Provided text:
** Start **
Despite the discovery, Trezor Safe 7 users’ funds remain safe and no action is required from device owners. The vulnerability affects only one of the three physical security layers present in the device, confirming the effectiveness of the layered architecture adopted by Trezor.

Details of the vulnerability: a sophisticated and impractical attack

The context of the discovery

After the launch of the first TROPIC01 chip in mid-2025, Tropic Square involved the Ledger Donjon security team to subject the chip to an independent evaluation. In January 2026, Ledger Donjon informed Tropic Square that it had successfully carried out a Laser Fault Injection attack under highly specific laboratory conditions, managing to bypass the firmware signature verification.

Based on this discovery, Tropic Square’s engineering team identified an additional complex method to exploit the vulnerability, which allows the extraction of another secret related to the PIN functions of the TROPIC01 chip. All partners, including Trezor, were informed and the vulnerability was made public in a coordinated manner.

Limited impact: the multi-layer security of Trezor Safe 7

The vulnerability affects only the TROPIC01 chip, one of the three physical and independent security layers of the Trezor Safe 7. Compromising only TROPIC01 does not allow access to the PIN, which represents the final barrier protecting users’ funds. In addition, private keys and the wallet backup are not stored on the TROPIC01 chip, but are distributed across different components, thereby eliminating any single point of failure.

The described attack requires physical possession of the device, specialized laboratory equipment, and high-level expertise. There is no evidence of real-world exploitation of this vulnerability, and Trezor Safe 7 has never been breached.

What this means for Trezor Safe 7 users

No action required: security remains intact

For users, the discovery does not entail any practical risk nor does it require any action. The vulnerability is at the hardware level and cannot be fixed via remote firmware updates. However, thanks precisely to the device’s layered design, a flaw in a single chip does not compromise overall security.
** End **
[Image point annotation entries]
** Start **
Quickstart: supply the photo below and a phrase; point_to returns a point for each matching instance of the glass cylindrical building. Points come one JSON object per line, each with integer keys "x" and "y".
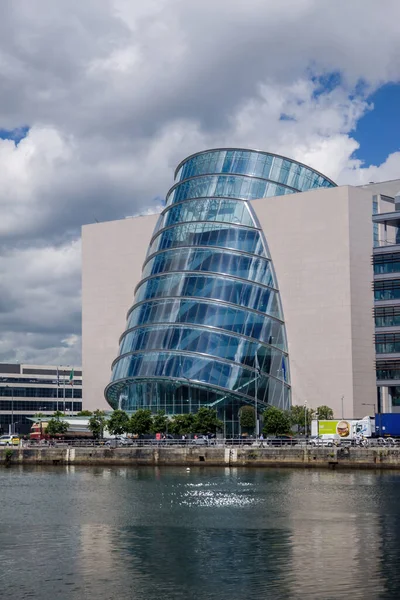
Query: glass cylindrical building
{"x": 207, "y": 324}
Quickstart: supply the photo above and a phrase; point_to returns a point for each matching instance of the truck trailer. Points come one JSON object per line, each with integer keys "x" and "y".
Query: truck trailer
{"x": 347, "y": 429}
** End **
Tasks:
(a) List every requirement that the article on the Trezor Safe 7 vulnerability says the described attack depends on.
(b) Write a continuation of the article on the Trezor Safe 7 vulnerability, starting after its final sentence.
The material is separate from the text about the Trezor Safe 7 vulnerability.

Results for each task:
(a)
- Physical possession of the device
- Specialized laboratory equipment
- High-level expertise

(b)
In the real world, phishing remains the main threat for those who self-custody their assets. A vulnerability that requires physical access and advanced tools does not represent a concrete risk for the vast majority of users.

Words from Matej Žák, CEO of Trezor

Matej Žák, CEO of Trezor, emphasized that the decision to integrate TROPIC01 — an open-source and verifiable chip — was made precisely to ensure maximum transparency and security. The device was designed with multiple independent security layers, ensuring that no single component can represent a critical point of vulnerability.

Žák highlighted the importance of coordinated disclosure and collaboration between companies to strengthen the entire sector. “The PIN, backup, and keys to users’ funds are never entrusted to a single chip. This is the result of a deliberate and transparent design,” he stated.

Why Trezor chooses transparency

An open-source security model

Trezor chose to publish this disclosure not because funds are at risk, but to promote a security model based on transparency. The company rejects the idea that security comes from obscurity: closed systems and chips protected by NDAs hide risks behind opaque designs, forcing users to blindly trust what they cannot verify.

Transparency allows users to be informed and aware of the real security conditions of their devices. Finding and publishing vulnerabilities can be uncomfortable for a brand, but it is what makes the ecosystem more robust and reliable.

Security evolution: a shared responsibility

Security evolves alongside technology. The only way to keep up is to share discoveries openly with the community. Today’s disclosure fits into this logic, giving everyone the opportunity to understand and assess risks, even if they are purely theoretical.

For those who wish to learn more, the full technical advisory is available on the Tropic Square blog.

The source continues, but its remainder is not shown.